Annotated photo localization data
▼

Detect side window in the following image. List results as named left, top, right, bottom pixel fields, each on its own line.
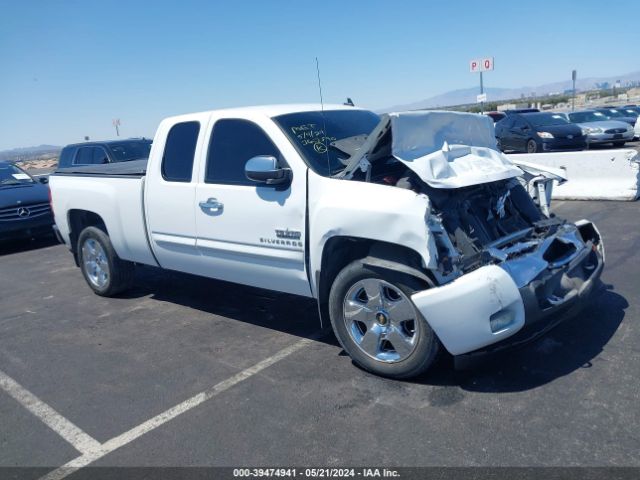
left=205, top=119, right=281, bottom=185
left=514, top=117, right=527, bottom=129
left=93, top=147, right=109, bottom=164
left=161, top=121, right=200, bottom=182
left=74, top=147, right=94, bottom=165
left=58, top=147, right=74, bottom=168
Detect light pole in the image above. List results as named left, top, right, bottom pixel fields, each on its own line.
left=571, top=70, right=577, bottom=111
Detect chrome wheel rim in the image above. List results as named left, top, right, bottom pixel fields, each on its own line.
left=342, top=278, right=419, bottom=363
left=82, top=238, right=109, bottom=289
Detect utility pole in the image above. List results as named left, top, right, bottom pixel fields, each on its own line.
left=480, top=71, right=484, bottom=113
left=571, top=70, right=577, bottom=111
left=112, top=118, right=121, bottom=137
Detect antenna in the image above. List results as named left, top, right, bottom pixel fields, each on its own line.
left=315, top=57, right=324, bottom=111
left=315, top=57, right=331, bottom=176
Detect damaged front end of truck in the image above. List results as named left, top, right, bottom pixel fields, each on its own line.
left=333, top=111, right=605, bottom=356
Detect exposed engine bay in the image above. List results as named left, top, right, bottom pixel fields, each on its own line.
left=333, top=111, right=602, bottom=293
left=354, top=159, right=566, bottom=274
left=353, top=155, right=604, bottom=326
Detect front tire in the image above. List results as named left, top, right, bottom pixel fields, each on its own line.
left=77, top=226, right=134, bottom=296
left=526, top=139, right=538, bottom=153
left=328, top=260, right=440, bottom=379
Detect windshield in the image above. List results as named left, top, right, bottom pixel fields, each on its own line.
left=569, top=111, right=608, bottom=123
left=0, top=163, right=34, bottom=186
left=274, top=110, right=380, bottom=176
left=523, top=113, right=569, bottom=127
left=107, top=140, right=152, bottom=162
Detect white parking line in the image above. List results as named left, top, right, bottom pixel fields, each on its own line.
left=39, top=337, right=313, bottom=480
left=0, top=369, right=101, bottom=454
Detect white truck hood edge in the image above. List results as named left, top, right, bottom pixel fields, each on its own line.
left=338, top=110, right=524, bottom=188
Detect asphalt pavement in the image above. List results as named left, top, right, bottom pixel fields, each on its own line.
left=0, top=200, right=638, bottom=479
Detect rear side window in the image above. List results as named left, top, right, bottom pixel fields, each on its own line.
left=500, top=117, right=513, bottom=129
left=58, top=147, right=75, bottom=168
left=92, top=147, right=108, bottom=164
left=205, top=119, right=281, bottom=185
left=161, top=121, right=200, bottom=182
left=513, top=117, right=527, bottom=128
left=74, top=147, right=94, bottom=165
left=73, top=146, right=109, bottom=165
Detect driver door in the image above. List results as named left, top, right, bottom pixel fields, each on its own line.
left=193, top=116, right=310, bottom=297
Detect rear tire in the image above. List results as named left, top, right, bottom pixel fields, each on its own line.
left=328, top=260, right=440, bottom=379
left=77, top=226, right=134, bottom=296
left=526, top=139, right=538, bottom=153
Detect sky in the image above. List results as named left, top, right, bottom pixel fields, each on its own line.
left=0, top=0, right=638, bottom=150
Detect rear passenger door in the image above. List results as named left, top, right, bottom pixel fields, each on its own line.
left=510, top=117, right=530, bottom=151
left=144, top=114, right=209, bottom=274
left=496, top=117, right=513, bottom=150
left=193, top=116, right=310, bottom=296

▲

▸ Work task: Output the records above in their entirety and exactly, leaving out all images.

▸ Output for this exercise:
Detect side window in the following image. List results as named left, top, right, bottom pixel fields, each on its own line.
left=205, top=119, right=281, bottom=185
left=514, top=117, right=527, bottom=129
left=93, top=147, right=109, bottom=164
left=161, top=121, right=200, bottom=182
left=74, top=147, right=94, bottom=165
left=58, top=147, right=74, bottom=168
Detect light pole in the image above. List results as named left, top, right, bottom pixel fields, each on its own line.
left=571, top=70, right=577, bottom=111
Detect chrome wheel rim in the image above. List results as named left, top, right, bottom pixel fields, each on its own line.
left=342, top=278, right=419, bottom=363
left=82, top=238, right=109, bottom=289
Detect utility pole in the image above. List results as named left, top, right, bottom pixel fields, each on its own line.
left=480, top=71, right=484, bottom=113
left=571, top=70, right=577, bottom=111
left=112, top=118, right=121, bottom=137
Detect antenna in the image above. List results as named left, top, right, bottom pixel fields, each on its own line.
left=315, top=57, right=324, bottom=111
left=315, top=57, right=331, bottom=176
Detect damaged front end of truck in the image above. List results as named left, top, right, bottom pixel fields, each on its own line.
left=333, top=111, right=605, bottom=356
Detect exposed engine bay in the image above. List results as named left, top, right, bottom pixel fields, each on its own line.
left=333, top=111, right=602, bottom=293
left=354, top=159, right=566, bottom=274
left=353, top=155, right=604, bottom=326
Detect front tire in the image above. List results as named left, top, right, bottom pixel fields, each on its own line.
left=77, top=226, right=134, bottom=296
left=526, top=139, right=538, bottom=153
left=328, top=260, right=440, bottom=379
Detect windshield in the image above. List results as named left, top, right, bottom pixel fields, each on its own line.
left=569, top=111, right=608, bottom=123
left=0, top=163, right=34, bottom=186
left=274, top=110, right=380, bottom=176
left=523, top=113, right=569, bottom=127
left=107, top=140, right=152, bottom=162
Detect white parking line in the image above. List results as named left, top, right, bottom pixel fields, each on its own line.
left=39, top=337, right=313, bottom=480
left=0, top=369, right=101, bottom=454
Detect white truck hood edge in the image above. List results as named left, top, right, bottom pixel fields, each on its own line.
left=338, top=110, right=524, bottom=188
Detect asphalt pavement in the image above. List results as named left, top, right, bottom pixel fields, each on its own line.
left=0, top=200, right=638, bottom=479
Detect rear side window in the image above. List results as named left, top, right, bottom pixel fields, each on its own line.
left=500, top=117, right=513, bottom=129
left=58, top=147, right=75, bottom=168
left=92, top=147, right=108, bottom=164
left=205, top=119, right=281, bottom=185
left=161, top=121, right=200, bottom=182
left=513, top=117, right=527, bottom=128
left=74, top=147, right=94, bottom=165
left=73, top=146, right=109, bottom=165
Detect driver door in the image above. List results as named left, top, right, bottom pixel fields, each on its own line.
left=193, top=116, right=310, bottom=297
Detect rear tire in the image above. List results as named left, top, right, bottom pixel fields, each on its own line.
left=328, top=260, right=440, bottom=379
left=77, top=226, right=134, bottom=296
left=526, top=139, right=538, bottom=153
Detect sky in the image above. List results as named left, top, right, bottom pixel fields, each on its own line.
left=0, top=0, right=638, bottom=150
Detect rear passenger door in the image above. List results as named left, top, right, bottom pixel fields, each on its own line.
left=510, top=117, right=530, bottom=151
left=144, top=114, right=209, bottom=274
left=496, top=117, right=513, bottom=150
left=193, top=116, right=310, bottom=296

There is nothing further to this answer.